Dataset entries:
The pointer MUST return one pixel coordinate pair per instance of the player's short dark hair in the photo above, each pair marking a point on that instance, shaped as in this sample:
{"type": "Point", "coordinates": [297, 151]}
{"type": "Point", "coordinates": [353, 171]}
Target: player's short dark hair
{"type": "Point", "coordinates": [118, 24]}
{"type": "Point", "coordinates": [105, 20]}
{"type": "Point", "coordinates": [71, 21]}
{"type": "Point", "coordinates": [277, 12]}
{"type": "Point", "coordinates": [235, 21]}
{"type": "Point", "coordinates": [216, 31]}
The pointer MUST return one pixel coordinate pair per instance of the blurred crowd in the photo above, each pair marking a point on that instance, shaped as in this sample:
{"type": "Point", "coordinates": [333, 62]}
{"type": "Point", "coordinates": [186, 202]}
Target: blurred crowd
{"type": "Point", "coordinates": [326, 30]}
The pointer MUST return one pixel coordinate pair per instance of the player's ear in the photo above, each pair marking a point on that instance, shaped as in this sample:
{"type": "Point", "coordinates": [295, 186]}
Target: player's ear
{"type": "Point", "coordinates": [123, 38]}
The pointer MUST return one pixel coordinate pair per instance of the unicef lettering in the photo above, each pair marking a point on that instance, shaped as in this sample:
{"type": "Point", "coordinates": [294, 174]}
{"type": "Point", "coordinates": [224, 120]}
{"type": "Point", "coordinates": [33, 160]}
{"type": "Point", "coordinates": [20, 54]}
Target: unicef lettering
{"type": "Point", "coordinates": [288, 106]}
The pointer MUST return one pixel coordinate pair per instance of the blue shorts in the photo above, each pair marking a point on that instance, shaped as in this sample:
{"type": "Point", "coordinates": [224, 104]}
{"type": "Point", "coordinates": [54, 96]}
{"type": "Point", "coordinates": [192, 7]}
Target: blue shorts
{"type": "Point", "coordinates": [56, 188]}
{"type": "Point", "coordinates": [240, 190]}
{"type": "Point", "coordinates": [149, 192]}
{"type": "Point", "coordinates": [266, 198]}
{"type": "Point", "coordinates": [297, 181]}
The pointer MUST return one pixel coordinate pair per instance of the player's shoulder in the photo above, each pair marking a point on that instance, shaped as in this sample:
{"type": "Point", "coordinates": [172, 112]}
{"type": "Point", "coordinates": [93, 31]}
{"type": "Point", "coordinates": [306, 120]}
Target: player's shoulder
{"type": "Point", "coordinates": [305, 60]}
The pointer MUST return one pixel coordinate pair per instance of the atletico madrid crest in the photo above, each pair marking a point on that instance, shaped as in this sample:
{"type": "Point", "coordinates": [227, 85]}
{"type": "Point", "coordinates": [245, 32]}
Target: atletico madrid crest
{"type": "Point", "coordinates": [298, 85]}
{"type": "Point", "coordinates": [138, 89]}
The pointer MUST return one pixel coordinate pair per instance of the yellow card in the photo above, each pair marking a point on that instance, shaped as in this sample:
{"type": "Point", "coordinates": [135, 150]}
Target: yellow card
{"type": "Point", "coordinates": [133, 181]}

**Prompt:** A word-for-word copy of the data above is the goal, so set it all down again.

**Task output:**
The pointer MUST return one pixel coordinate pair per instance of the player's short dark hair in the photo above, each pair marking a point on that instance, shaped as in this sample:
{"type": "Point", "coordinates": [297, 151]}
{"type": "Point", "coordinates": [353, 171]}
Target: player's short dark hair
{"type": "Point", "coordinates": [118, 24]}
{"type": "Point", "coordinates": [105, 20]}
{"type": "Point", "coordinates": [71, 21]}
{"type": "Point", "coordinates": [277, 12]}
{"type": "Point", "coordinates": [235, 21]}
{"type": "Point", "coordinates": [216, 31]}
The pointer MUST return one pixel coordinate pair per instance of the blurred crowd in the photo above, each pair marking a point on that instance, shaped as in this sample:
{"type": "Point", "coordinates": [333, 62]}
{"type": "Point", "coordinates": [186, 202]}
Target: blurred crowd
{"type": "Point", "coordinates": [326, 30]}
The pointer MUST return one pixel coordinate pair per instance of the player's ear in the photo above, each pair marking a point on that instance, shaped as in this sample:
{"type": "Point", "coordinates": [295, 186]}
Target: player's ear
{"type": "Point", "coordinates": [123, 38]}
The pointer MUST return one pixel coordinate pair per instance of the unicef lettering in the photo above, each pair marking a point on that instance, shaped as in this sample:
{"type": "Point", "coordinates": [294, 174]}
{"type": "Point", "coordinates": [224, 120]}
{"type": "Point", "coordinates": [33, 160]}
{"type": "Point", "coordinates": [20, 54]}
Target: unicef lettering
{"type": "Point", "coordinates": [288, 106]}
The pointer MUST return one pixel coordinate pair per instance of the blue shorts in the photo above, each pair marking a point on that instance, shaped as in this sample:
{"type": "Point", "coordinates": [224, 104]}
{"type": "Point", "coordinates": [54, 96]}
{"type": "Point", "coordinates": [192, 7]}
Target: blue shorts
{"type": "Point", "coordinates": [56, 188]}
{"type": "Point", "coordinates": [240, 190]}
{"type": "Point", "coordinates": [149, 192]}
{"type": "Point", "coordinates": [266, 198]}
{"type": "Point", "coordinates": [297, 181]}
The pointer MUST return one pixel coordinate pair per instance of the player's shoulder in the photo above, each pair marking a point on that instance, shaped as in this sample:
{"type": "Point", "coordinates": [172, 112]}
{"type": "Point", "coordinates": [93, 31]}
{"type": "Point", "coordinates": [306, 120]}
Target: player's shoulder
{"type": "Point", "coordinates": [305, 60]}
The pointer MUST return one pixel coordinate pair per instance of the atletico madrid crest in the photo above, each pair marking a point on that instance, shaped as in this sample:
{"type": "Point", "coordinates": [227, 85]}
{"type": "Point", "coordinates": [245, 32]}
Target: atletico madrid crest
{"type": "Point", "coordinates": [298, 85]}
{"type": "Point", "coordinates": [138, 89]}
The pointer MUST return one pixel coordinate pair per instance of the yellow card in the photo above, each pair marking a point on that instance, shaped as in this sample:
{"type": "Point", "coordinates": [135, 150]}
Target: yellow card
{"type": "Point", "coordinates": [133, 181]}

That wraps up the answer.